**Excerpts from a location annotation dataset:**
====

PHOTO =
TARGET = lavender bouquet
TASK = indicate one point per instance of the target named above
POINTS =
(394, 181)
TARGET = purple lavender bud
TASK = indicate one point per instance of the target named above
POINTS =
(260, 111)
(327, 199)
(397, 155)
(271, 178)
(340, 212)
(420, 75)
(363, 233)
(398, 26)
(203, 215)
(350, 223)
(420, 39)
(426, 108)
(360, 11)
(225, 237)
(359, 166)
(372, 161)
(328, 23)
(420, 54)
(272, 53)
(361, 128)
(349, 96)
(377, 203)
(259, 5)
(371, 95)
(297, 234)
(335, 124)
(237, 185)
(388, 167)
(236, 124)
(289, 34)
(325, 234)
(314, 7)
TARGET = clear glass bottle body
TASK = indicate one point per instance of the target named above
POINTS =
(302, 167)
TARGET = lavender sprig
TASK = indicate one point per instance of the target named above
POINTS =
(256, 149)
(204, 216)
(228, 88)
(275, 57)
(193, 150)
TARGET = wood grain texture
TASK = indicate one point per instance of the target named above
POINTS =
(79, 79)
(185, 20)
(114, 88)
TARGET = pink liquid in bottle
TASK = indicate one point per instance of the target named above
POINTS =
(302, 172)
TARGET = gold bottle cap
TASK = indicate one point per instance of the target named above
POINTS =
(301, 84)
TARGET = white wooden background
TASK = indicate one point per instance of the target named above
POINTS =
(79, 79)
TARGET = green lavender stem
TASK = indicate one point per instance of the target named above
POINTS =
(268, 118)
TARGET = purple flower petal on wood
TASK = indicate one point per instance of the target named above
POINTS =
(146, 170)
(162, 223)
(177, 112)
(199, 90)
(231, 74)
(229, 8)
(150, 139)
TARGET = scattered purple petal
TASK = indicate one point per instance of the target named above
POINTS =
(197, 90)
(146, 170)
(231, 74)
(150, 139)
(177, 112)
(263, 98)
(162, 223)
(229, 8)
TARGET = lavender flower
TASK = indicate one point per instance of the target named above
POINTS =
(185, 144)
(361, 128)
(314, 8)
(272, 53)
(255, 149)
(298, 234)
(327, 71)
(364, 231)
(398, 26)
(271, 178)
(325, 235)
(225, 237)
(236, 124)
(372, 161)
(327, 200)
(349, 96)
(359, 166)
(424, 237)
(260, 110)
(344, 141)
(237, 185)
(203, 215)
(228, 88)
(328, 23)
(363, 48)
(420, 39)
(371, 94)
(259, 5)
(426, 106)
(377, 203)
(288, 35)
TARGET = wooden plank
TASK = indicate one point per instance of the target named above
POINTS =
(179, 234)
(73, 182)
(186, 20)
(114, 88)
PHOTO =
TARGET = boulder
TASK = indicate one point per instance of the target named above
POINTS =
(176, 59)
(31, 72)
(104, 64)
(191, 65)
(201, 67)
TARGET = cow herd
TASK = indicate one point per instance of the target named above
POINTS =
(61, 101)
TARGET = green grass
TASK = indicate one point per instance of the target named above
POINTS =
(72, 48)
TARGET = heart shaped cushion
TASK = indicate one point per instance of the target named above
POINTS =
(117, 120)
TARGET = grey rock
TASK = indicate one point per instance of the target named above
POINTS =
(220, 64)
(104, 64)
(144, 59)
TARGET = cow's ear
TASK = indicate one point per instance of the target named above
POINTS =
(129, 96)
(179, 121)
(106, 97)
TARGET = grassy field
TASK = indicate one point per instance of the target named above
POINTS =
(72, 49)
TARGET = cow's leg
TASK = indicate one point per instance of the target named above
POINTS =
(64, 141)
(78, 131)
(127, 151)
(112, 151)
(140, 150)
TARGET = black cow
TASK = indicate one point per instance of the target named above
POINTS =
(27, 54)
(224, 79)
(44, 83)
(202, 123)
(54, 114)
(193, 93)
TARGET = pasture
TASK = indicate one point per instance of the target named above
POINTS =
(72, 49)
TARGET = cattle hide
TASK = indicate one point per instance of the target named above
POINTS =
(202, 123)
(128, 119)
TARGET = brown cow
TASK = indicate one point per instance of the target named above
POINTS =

====

**Task objective:** Reproduce the items above line for line, with no changes.

**Reply:**
PHOTO =
TARGET = lavender bouquet
TASK = indicate one point per instance of the target named above
POINTS =
(394, 181)
TARGET = purple lavender bud
TASK = indicate one point per instance of the target named above
POINTS =
(260, 111)
(327, 199)
(397, 155)
(271, 178)
(340, 212)
(420, 75)
(363, 233)
(398, 26)
(203, 215)
(350, 223)
(420, 39)
(426, 108)
(360, 11)
(225, 237)
(359, 166)
(372, 161)
(328, 23)
(420, 54)
(272, 53)
(361, 128)
(349, 96)
(377, 203)
(259, 5)
(371, 95)
(297, 234)
(335, 124)
(237, 185)
(388, 167)
(236, 124)
(289, 34)
(325, 234)
(314, 7)
TARGET = clear glass bottle body
TASK = indicate one point per instance of the target named above
POINTS =
(302, 167)
TARGET = lavender sprig
TASK = indicate one point per instance of the target named above
POINTS =
(256, 149)
(204, 216)
(228, 88)
(275, 57)
(193, 150)
TARGET = wood grain texture
TASK = indicate one point per instance of the target named above
POINTS =
(79, 79)
(185, 20)
(114, 88)
TARGET = pink liquid in bottle
TASK = indicate one point per instance of the target named above
POINTS =
(302, 172)
TARGET = gold bottle cap
TASK = indicate one point per instance of the target named above
POINTS =
(301, 84)
TARGET = white wooden background
TASK = indicate one point per instance of the target named above
POINTS =
(79, 79)
TARGET = green lavender stem
TASK = indicate one point per instance of the target named above
POINTS =
(268, 118)
TARGET = purple flower petal on wood
TASK = indicate one point per instance of the target named above
POINTS =
(146, 170)
(162, 223)
(177, 112)
(199, 90)
(231, 74)
(229, 8)
(150, 139)
TARGET = scattered purple petal
TASK = indicate one point per instance of the target named above
POINTS =
(197, 90)
(146, 170)
(231, 74)
(150, 139)
(177, 112)
(263, 98)
(162, 223)
(229, 8)
TARGET = lavender flower
TASK = indicate one point per instance of the target named above
POINTS =
(185, 144)
(361, 128)
(314, 8)
(272, 53)
(255, 149)
(298, 234)
(327, 71)
(364, 231)
(398, 26)
(271, 178)
(325, 235)
(225, 237)
(236, 124)
(372, 161)
(327, 200)
(349, 96)
(359, 166)
(424, 237)
(260, 110)
(344, 141)
(237, 185)
(203, 215)
(228, 88)
(328, 23)
(363, 48)
(420, 39)
(371, 94)
(259, 5)
(426, 106)
(377, 203)
(288, 35)
TARGET = wooden plank
TASK = indicate one point per instance of the target named above
POINTS =
(179, 234)
(73, 182)
(186, 20)
(114, 88)
PHOTO =
TARGET = boulder
TASK = indicate one point per instance of the target named above
POINTS =
(176, 59)
(31, 72)
(104, 64)
(191, 65)
(201, 67)
TARGET = cow herd
TASK = indicate one point per instance of the target named above
POINTS =
(61, 101)
TARGET = green grass
TASK = indicate one point per instance of the target named above
POINTS =
(72, 48)
TARGET = heart shaped cushion
TASK = indicate one point per instance of the target named above
POINTS =
(117, 120)
TARGET = grey rock
TASK = indicate one point per instance of the target named above
POINTS =
(220, 64)
(104, 64)
(144, 59)
TARGET = cow's ear
TASK = indicate one point per instance of the target named above
POINTS =
(129, 96)
(179, 121)
(106, 97)
TARGET = grassy field
TASK = indicate one point per instance of the target named above
POINTS =
(72, 49)
TARGET = cow's leg
TASK = indicate one point per instance of the target named above
POINTS =
(64, 141)
(78, 131)
(127, 151)
(112, 151)
(140, 150)
TARGET = black cow
TASK = indicate one point per instance of the target named above
POINTS =
(27, 54)
(224, 79)
(44, 83)
(202, 123)
(54, 114)
(193, 93)
TARGET = pasture
TASK = indicate one point per instance of the target named above
POINTS =
(72, 49)
TARGET = cattle hide
TASK = indicate one point per instance of the target named above
POINTS =
(202, 123)
(128, 119)
TARGET = brown cow
TASK = indicate one point per instance of the target named above
POINTS =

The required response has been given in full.